Saved entries
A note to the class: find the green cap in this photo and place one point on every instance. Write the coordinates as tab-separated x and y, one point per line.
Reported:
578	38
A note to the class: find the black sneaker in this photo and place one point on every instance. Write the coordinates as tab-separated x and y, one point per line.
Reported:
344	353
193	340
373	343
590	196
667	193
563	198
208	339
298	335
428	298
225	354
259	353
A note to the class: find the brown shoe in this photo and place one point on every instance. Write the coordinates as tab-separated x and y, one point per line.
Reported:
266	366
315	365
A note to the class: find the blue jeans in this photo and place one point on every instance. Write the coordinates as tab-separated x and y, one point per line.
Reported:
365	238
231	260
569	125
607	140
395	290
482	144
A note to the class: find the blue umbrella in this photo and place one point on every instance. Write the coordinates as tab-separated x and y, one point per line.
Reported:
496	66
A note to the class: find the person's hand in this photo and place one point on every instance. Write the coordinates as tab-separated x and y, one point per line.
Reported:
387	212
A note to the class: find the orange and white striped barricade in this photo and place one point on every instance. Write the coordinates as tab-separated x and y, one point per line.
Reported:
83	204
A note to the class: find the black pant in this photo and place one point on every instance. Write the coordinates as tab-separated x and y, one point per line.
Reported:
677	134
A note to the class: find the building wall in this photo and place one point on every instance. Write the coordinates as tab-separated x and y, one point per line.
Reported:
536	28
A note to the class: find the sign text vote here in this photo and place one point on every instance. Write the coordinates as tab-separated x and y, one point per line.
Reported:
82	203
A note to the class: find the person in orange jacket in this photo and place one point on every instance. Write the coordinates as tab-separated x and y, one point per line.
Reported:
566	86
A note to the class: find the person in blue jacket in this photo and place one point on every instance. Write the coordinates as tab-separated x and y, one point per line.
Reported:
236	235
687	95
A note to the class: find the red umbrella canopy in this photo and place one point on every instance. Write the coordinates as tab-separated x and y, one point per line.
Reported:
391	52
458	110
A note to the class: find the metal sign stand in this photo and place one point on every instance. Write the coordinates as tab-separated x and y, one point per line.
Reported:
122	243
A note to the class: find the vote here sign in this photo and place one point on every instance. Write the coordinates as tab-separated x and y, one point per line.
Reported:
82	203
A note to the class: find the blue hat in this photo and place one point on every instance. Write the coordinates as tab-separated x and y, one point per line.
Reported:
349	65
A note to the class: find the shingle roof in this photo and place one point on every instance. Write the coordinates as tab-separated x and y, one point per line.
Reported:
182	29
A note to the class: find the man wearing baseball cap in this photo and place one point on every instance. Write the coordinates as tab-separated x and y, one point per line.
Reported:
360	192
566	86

Problem to work on
Set down the entries verbatim, leaving none out.

Task output
A note to the class: find the green cap in this photo and place one point on every instance. Write the coordinates as tab-separated x and y, one point per line.
Reported:
578	38
A note to the class: find the black sneaker in this photo and place one point on every instance. Write the coordinates as tab-separated x and y, one point per line.
Reported:
344	353
193	340
373	343
590	196
667	193
563	198
208	339
298	335
428	298
225	354
259	353
A note to the class: find the brown shoe in this photo and place one point on every instance. Write the coordinates as tab-separated x and y, one point per line.
Reported:
266	366
315	365
A note to the class: find the blue jeans in this photo and place one point on every instance. Write the coordinates as tab-separated x and y, one point per line.
Reported:
365	238
231	260
569	125
607	140
395	290
482	144
A note to the class: find the blue umbrella in this photo and place one point on every instance. Write the coordinates as tab-separated x and y, one point per line.
Reported:
496	66
A note to the class: find the person's hand in this photo and place one point on every instance. Write the coordinates as tab-separated x and y, one point per line.
Reported:
387	212
A note to the class: find the orange and white striped barricade in this photo and place one point on every instance. Write the coordinates as tab-separated x and y, one point per line.
Reported:
83	204
A note to the class: find the black pant in this photo and place one point on every instance. Write the coordinates as tab-separated x and y, one point per line.
Reported:
677	134
A note to the class: find the building wall in this photo and place one point on every instance. Write the coordinates as tab-separated x and y, one point per line.
Reported:
536	28
A note to the class: find the sign text vote here in this photo and place one point on every instance. Write the coordinates as tab-separated x and y, one point per line.
Reported:
82	203
A note to the class: find the person in orange jacket in this photo and place one point on every instance. Write the coordinates as tab-separated x and y, one point per line.
Reported:
566	86
A note to the class: find the person in blue jacket in this photo and place one point on every instance. Write the coordinates as tab-separated x and y, one point per line.
Reported:
236	235
687	95
A note to the class: find the red umbrella canopy in this photo and place one point on every instance. Write the coordinates as tab-separated x and y, one point per line.
Reported:
391	52
458	110
A note to the class: find the metal sign stand in this photo and place one point on every instance. Write the coordinates as tab-separated x and y, one point per line.
Reported:
122	243
A note to the class: find the vote here sign in this photo and place one point on every instance. Write the coordinates as tab-separated x and y, one point per line.
Reported:
82	203
A note to the class: find the blue hat in this photo and place one point on every instance. Write the coordinates as tab-separated x and y, one point per line.
Reported:
349	65
A note to the class: find the shingle roof in this photo and place one point on every instance. Write the coordinates as tab-separated x and y, one point per line.
Reported:
182	29
A note to the class: find the man wearing baseball cap in this photo and place one point on every instance. Write the coordinates as tab-separated x and y, one point per line.
Reported:
360	192
566	86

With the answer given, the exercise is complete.